**PROBLEM TO SOLVE**: Pull out every line of the data below that contains the word "white".

Stored data entries:
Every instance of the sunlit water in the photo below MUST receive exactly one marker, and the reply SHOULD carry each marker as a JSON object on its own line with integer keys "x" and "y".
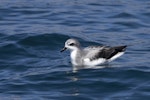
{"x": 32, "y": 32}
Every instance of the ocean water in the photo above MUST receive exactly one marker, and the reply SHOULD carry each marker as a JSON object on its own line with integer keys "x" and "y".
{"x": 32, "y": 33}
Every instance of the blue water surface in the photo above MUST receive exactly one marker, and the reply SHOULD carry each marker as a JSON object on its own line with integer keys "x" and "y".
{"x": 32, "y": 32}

==

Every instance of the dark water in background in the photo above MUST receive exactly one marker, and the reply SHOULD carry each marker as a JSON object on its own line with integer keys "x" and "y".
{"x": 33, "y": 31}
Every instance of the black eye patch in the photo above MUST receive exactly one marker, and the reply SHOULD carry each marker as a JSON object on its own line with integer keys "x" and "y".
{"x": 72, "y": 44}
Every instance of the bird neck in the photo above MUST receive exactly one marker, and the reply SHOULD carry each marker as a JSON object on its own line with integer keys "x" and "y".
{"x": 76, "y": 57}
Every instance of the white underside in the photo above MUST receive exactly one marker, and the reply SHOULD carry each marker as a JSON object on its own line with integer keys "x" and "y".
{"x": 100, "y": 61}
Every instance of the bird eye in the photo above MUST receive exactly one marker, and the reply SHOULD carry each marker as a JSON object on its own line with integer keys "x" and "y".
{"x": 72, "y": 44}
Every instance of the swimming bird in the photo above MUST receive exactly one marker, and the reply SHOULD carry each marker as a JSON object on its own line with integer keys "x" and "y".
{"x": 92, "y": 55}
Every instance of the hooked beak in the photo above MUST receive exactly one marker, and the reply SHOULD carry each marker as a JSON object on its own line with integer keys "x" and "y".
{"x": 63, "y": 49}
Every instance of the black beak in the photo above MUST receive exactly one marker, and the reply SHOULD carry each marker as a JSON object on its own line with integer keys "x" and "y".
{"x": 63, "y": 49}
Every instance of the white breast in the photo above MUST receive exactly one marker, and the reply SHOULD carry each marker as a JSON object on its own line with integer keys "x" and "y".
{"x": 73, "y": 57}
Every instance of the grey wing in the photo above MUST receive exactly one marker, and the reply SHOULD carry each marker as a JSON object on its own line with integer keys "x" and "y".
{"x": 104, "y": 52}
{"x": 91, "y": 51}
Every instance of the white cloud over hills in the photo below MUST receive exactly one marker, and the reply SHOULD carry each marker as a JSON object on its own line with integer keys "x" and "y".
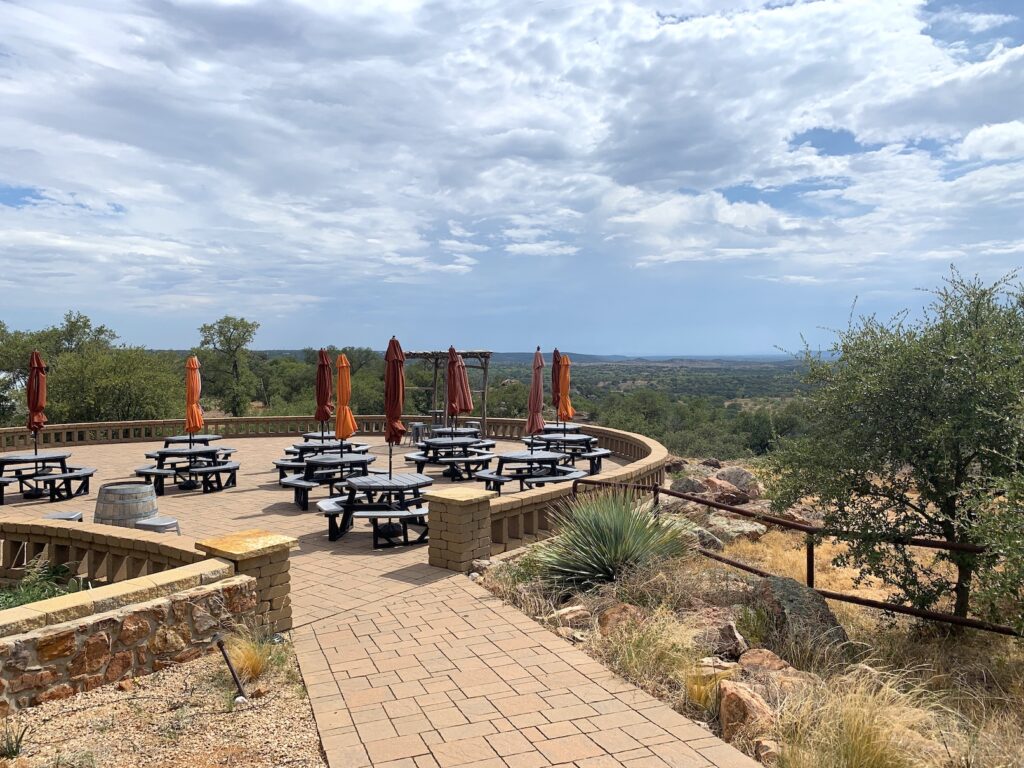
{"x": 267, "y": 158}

**REPLY TO THE EXERCISE**:
Every instance of the white underside in the photo above MUST receive exactly one marker, and the reply SHOULD carry each marker as a JSON object on its own line with integer keys "x" and "y".
Every instance of the white breast in the photo above MUST receive exactly one marker, and the reply SHOULD carry each marker as a JSON object on its own line with integer keys "x" and "y".
Every instance of the white cloud over hills in the photo below MUST receive exactly one marker, and the reply SHOULD carry each marker as a JSON object on its own line with integer keys "x" and "y".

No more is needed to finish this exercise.